→ **GIVEN TASK**: Retype the records word for word, from the very start down through the line containing "[[[40,79],[40,60],[38,60],[38,79]]]". Leave the pictures out of your copy.

→ **EXCERPTED RECORDS**:
☆ ☆ ☆ ☆ ☆ ☆ ☆

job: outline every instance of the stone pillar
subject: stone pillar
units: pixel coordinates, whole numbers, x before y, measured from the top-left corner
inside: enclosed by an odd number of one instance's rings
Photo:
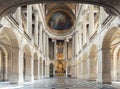
[[[25,55],[25,60],[26,60],[25,81],[33,81],[34,80],[33,57],[31,57],[30,55]]]
[[[18,23],[19,23],[19,29],[21,30],[22,29],[22,15],[21,15],[21,7],[18,7],[17,8],[17,20],[18,20]]]
[[[10,83],[23,83],[23,52],[22,50],[13,49],[11,53],[11,71],[9,81]]]
[[[40,79],[40,60],[38,60],[38,79]]]
[[[67,42],[64,40],[64,59],[67,61]]]
[[[110,61],[110,49],[100,49],[98,51],[98,82],[104,84],[111,83]]]
[[[66,77],[68,77],[68,65],[66,64]]]
[[[40,47],[40,50],[42,51],[42,24],[40,24],[40,43],[39,43],[39,47]]]
[[[88,59],[88,80],[95,81],[96,80],[96,64],[95,57],[89,57]]]
[[[84,44],[87,42],[87,29],[86,29],[86,12],[84,12],[83,16],[83,37],[84,37]]]
[[[34,79],[35,80],[38,80],[39,79],[39,68],[38,68],[38,60],[37,59],[34,59]]]
[[[37,10],[35,12],[35,43],[38,45],[38,12]]]
[[[40,78],[43,78],[43,62],[40,62]]]
[[[72,36],[72,57],[73,57],[72,60],[74,60],[74,57],[75,57],[75,34],[73,34],[73,36]]]
[[[111,55],[110,55],[110,49],[103,49],[102,50],[103,55],[103,75],[102,75],[102,82],[103,83],[111,83]]]
[[[93,35],[95,29],[94,29],[94,6],[89,5],[89,31],[90,36]]]
[[[57,60],[57,48],[56,48],[56,40],[54,40],[54,58]]]
[[[4,80],[8,80],[8,56],[5,55],[4,56],[4,60],[5,60],[5,73],[4,73]]]
[[[32,5],[27,5],[27,33],[32,37]]]

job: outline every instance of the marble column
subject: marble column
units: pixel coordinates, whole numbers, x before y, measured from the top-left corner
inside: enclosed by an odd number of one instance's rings
[[[56,48],[56,40],[54,39],[54,59],[57,60],[57,48]]]
[[[35,80],[38,80],[39,79],[39,68],[38,68],[38,65],[39,65],[39,63],[38,63],[38,60],[37,59],[34,59],[34,79]]]
[[[23,51],[19,49],[12,49],[11,53],[11,68],[10,68],[10,83],[23,83]]]
[[[18,7],[18,8],[17,8],[16,15],[17,15],[17,21],[18,21],[18,23],[19,23],[19,30],[20,30],[20,31],[23,31],[23,30],[21,30],[21,29],[22,29],[21,7]]]
[[[32,37],[32,5],[27,5],[27,33]]]
[[[25,55],[25,60],[26,60],[25,81],[33,81],[34,80],[34,71],[33,71],[34,59],[30,55]]]
[[[90,5],[89,6],[89,32],[90,32],[90,36],[93,35],[93,33],[95,32],[94,29],[94,6]]]
[[[98,51],[98,76],[97,81],[104,84],[111,83],[110,74],[110,49],[100,49]]]
[[[37,10],[35,12],[35,43],[38,45],[38,12]]]
[[[84,39],[84,44],[87,42],[87,29],[86,29],[86,12],[84,12],[83,16],[83,39]]]
[[[88,59],[88,80],[95,81],[96,80],[96,71],[97,66],[95,64],[95,57],[89,57]]]

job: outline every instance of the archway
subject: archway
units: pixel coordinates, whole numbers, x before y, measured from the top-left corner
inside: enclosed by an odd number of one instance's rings
[[[37,80],[39,78],[39,70],[38,70],[38,55],[34,54],[34,79]]]
[[[103,44],[102,44],[102,81],[103,83],[111,83],[111,78],[112,78],[112,49],[116,45],[116,38],[119,38],[120,30],[117,27],[113,27],[108,30],[106,33],[104,39],[103,39]],[[118,35],[117,35],[118,34]],[[119,43],[117,43],[119,45]],[[115,71],[115,69],[113,69]],[[115,75],[114,75],[115,77]]]
[[[53,77],[54,76],[54,64],[50,63],[49,65],[49,76]]]
[[[31,80],[32,55],[28,44],[23,47],[23,76],[25,81]]]
[[[89,76],[88,80],[96,80],[98,73],[98,56],[97,56],[97,46],[92,45],[89,54]]]
[[[88,71],[88,68],[87,68],[87,54],[84,53],[83,55],[83,61],[82,61],[82,71],[83,71],[83,79],[87,79],[87,71]]]

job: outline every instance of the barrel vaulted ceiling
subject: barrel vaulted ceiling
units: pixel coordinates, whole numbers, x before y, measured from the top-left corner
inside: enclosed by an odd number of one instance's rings
[[[17,7],[28,4],[72,2],[103,6],[107,13],[120,16],[120,0],[0,0],[0,17],[13,13]],[[74,5],[73,7],[74,8]]]

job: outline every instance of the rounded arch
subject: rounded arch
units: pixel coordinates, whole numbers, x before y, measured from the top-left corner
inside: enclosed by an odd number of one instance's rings
[[[102,80],[103,83],[111,83],[111,71],[112,71],[112,52],[111,52],[111,43],[118,35],[116,33],[120,33],[120,28],[112,27],[110,28],[104,38],[102,43]]]
[[[96,80],[98,74],[98,48],[93,44],[89,52],[89,78],[88,80]]]
[[[49,76],[50,77],[54,76],[54,64],[53,63],[49,64]]]
[[[116,31],[119,31],[119,27],[111,27],[103,37],[102,48],[110,48],[111,38]]]
[[[19,48],[19,41],[13,29],[3,27],[0,34],[3,37],[5,43],[9,43],[12,48]]]

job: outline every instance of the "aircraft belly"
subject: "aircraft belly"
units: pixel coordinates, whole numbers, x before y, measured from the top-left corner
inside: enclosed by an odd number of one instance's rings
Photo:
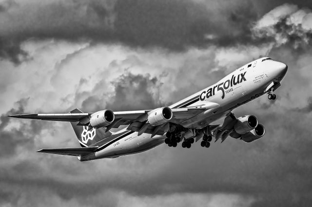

☆ ☆ ☆ ☆ ☆ ☆ ☆

→ **SOLUTION BELOW**:
job: outline every instance of the stone pillar
subject: stone pillar
units: pixel coordinates, whole numbers, x before y, measured from the top-left corner
inside: enclosed by an odd number of one instance's rings
Photo:
[[[25,55],[25,60],[26,60],[25,81],[33,81],[34,80],[33,57],[31,57],[30,55]]]
[[[18,23],[19,23],[19,29],[21,30],[22,29],[22,15],[21,15],[21,7],[18,7],[17,8],[17,20],[18,20]]]
[[[10,83],[23,83],[23,52],[22,50],[13,49],[11,53],[11,71],[9,81]]]
[[[40,79],[40,60],[38,60],[38,79]]]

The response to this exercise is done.